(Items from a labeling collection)
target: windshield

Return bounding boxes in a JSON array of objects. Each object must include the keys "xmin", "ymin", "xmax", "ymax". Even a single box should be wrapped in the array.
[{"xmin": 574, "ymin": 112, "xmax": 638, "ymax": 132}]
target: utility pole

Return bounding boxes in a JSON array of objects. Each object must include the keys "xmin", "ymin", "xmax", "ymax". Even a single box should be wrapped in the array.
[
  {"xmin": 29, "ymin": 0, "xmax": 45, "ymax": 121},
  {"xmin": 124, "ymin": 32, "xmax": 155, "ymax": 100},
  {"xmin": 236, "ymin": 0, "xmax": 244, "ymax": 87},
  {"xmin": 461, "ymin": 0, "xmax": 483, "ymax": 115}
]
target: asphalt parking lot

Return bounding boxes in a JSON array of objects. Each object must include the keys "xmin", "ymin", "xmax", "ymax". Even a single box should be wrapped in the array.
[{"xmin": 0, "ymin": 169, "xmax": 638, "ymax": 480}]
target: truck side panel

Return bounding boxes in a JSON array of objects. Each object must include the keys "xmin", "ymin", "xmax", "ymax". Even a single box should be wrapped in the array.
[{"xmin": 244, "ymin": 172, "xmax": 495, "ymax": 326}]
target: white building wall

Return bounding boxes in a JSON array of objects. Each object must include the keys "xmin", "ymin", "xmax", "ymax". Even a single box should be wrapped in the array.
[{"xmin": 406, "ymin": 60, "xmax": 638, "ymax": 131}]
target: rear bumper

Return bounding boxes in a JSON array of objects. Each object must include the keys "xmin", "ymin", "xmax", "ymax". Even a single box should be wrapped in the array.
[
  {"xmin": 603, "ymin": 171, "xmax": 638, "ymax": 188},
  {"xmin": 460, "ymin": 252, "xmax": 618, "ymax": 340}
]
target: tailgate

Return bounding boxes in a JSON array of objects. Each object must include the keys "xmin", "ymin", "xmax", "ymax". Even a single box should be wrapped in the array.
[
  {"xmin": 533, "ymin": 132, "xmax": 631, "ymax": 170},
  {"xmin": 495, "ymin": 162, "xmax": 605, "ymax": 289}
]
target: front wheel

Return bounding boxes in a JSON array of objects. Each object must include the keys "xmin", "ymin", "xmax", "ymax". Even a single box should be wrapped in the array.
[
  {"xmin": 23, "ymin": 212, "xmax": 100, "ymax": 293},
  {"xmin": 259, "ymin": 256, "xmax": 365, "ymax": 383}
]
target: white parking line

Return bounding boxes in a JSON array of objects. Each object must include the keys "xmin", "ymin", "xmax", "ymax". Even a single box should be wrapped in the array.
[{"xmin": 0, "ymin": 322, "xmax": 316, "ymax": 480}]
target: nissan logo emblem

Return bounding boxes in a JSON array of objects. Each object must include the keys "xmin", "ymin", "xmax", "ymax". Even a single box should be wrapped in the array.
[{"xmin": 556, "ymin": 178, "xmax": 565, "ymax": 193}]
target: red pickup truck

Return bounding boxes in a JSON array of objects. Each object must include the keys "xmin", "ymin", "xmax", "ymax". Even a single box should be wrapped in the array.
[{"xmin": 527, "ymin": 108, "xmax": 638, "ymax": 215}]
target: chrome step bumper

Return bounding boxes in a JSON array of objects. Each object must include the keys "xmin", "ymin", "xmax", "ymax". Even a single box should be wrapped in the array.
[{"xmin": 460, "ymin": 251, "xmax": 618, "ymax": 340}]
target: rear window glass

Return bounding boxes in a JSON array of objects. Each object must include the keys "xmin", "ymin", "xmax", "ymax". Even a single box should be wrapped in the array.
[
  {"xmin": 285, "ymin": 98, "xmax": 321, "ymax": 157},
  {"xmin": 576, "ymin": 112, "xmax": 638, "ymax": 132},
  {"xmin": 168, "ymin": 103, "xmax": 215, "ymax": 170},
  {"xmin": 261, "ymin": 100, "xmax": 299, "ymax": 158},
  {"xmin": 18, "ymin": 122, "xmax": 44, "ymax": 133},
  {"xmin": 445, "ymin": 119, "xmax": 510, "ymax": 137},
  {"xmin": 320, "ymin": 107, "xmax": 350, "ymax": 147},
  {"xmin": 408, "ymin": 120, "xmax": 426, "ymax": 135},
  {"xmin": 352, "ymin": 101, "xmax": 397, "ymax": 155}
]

◆ WHAT TO WORK ON
Repeat the data above, word for word.

◆ SOLVED PROBLEM
target: windshield

Return bounding boxes in a JSON array of objects. Each object must include the keys "xmin", "ymin", "xmax", "ymax". Even a single box should be wrapped in the array.
[{"xmin": 574, "ymin": 112, "xmax": 638, "ymax": 132}]
target: utility pole

Return bounding boxes in a JSON array of objects. Each object must include the keys "xmin", "ymin", "xmax", "ymax". Even a single box should be wrapped in the array.
[
  {"xmin": 29, "ymin": 0, "xmax": 45, "ymax": 121},
  {"xmin": 124, "ymin": 32, "xmax": 155, "ymax": 100},
  {"xmin": 236, "ymin": 0, "xmax": 244, "ymax": 87},
  {"xmin": 461, "ymin": 0, "xmax": 483, "ymax": 115}
]
target: asphalt parking lot

Return bounding boxes in a JSON array of objects. Each object must include the keys "xmin", "ymin", "xmax", "ymax". Even a single box should be wrapped in the array.
[{"xmin": 0, "ymin": 169, "xmax": 638, "ymax": 480}]
target: truck side panel

Return bounding boxes in a JSON array of objects. Each object must include the keys "xmin", "ymin", "xmax", "ymax". Even a single box should be wrapped in the array.
[{"xmin": 244, "ymin": 172, "xmax": 495, "ymax": 326}]
target: white building wall

Return bounding boxes in a JSON array of objects. Each object must include the keys "xmin", "ymin", "xmax", "ymax". Even a single box should be wrapped in the array.
[{"xmin": 406, "ymin": 60, "xmax": 638, "ymax": 131}]
target: rear bumper

Return bounding boxes in a JSON array of objects. Each object must include the keys "xmin", "ymin", "xmax", "ymax". Even a single box should be wrapped in the array.
[
  {"xmin": 603, "ymin": 171, "xmax": 638, "ymax": 188},
  {"xmin": 460, "ymin": 252, "xmax": 618, "ymax": 340}
]
target: tailgate

Return bounding boxes in a JSON array of objects. Each object must include the keys "xmin", "ymin", "xmax", "ymax". Even a single box should be wrapped in the array.
[
  {"xmin": 533, "ymin": 132, "xmax": 631, "ymax": 170},
  {"xmin": 495, "ymin": 162, "xmax": 605, "ymax": 289}
]
target: front wheel

Return bounding boxes in a JSON array of objects. Each object must include the keys "xmin", "ymin", "xmax", "ymax". Even a single box should be wrapped in the array.
[
  {"xmin": 23, "ymin": 212, "xmax": 100, "ymax": 293},
  {"xmin": 259, "ymin": 256, "xmax": 365, "ymax": 383}
]
target: white parking line

Return bounding boxes in a JSON array of objects. Each object must include the keys "xmin", "ymin", "xmax", "ymax". Even a single box should be wrapped in the array.
[{"xmin": 0, "ymin": 322, "xmax": 316, "ymax": 480}]
target: nissan logo emblem

Return bounding boxes in a JSON array of objects. Each object must include the keys "xmin", "ymin", "xmax", "ymax". Even a single box should be wrapped in the array.
[{"xmin": 556, "ymin": 178, "xmax": 565, "ymax": 193}]
target: red pickup truck

Return bounding boxes in a JSON array of objects. Each object must include the keys "xmin", "ymin", "xmax", "ymax". Even a single box should be wrapped in the array.
[{"xmin": 527, "ymin": 108, "xmax": 638, "ymax": 215}]
target: chrome step bumper

Return bounding boxes in a JSON array of objects. Each object must include the keys "xmin", "ymin", "xmax", "ymax". Even a single box should be wrapped in the array.
[{"xmin": 460, "ymin": 251, "xmax": 618, "ymax": 340}]
target: rear window glass

Return bounding boxes in a JSON array of objects. Each object must include the keys "xmin", "ymin", "xmax", "ymax". Even a single box should be wrapped in the array.
[
  {"xmin": 285, "ymin": 98, "xmax": 321, "ymax": 157},
  {"xmin": 576, "ymin": 112, "xmax": 638, "ymax": 132},
  {"xmin": 168, "ymin": 103, "xmax": 215, "ymax": 170},
  {"xmin": 261, "ymin": 100, "xmax": 299, "ymax": 158},
  {"xmin": 18, "ymin": 122, "xmax": 44, "ymax": 133},
  {"xmin": 445, "ymin": 119, "xmax": 510, "ymax": 137},
  {"xmin": 320, "ymin": 107, "xmax": 350, "ymax": 147},
  {"xmin": 408, "ymin": 120, "xmax": 426, "ymax": 135},
  {"xmin": 352, "ymin": 101, "xmax": 397, "ymax": 155}
]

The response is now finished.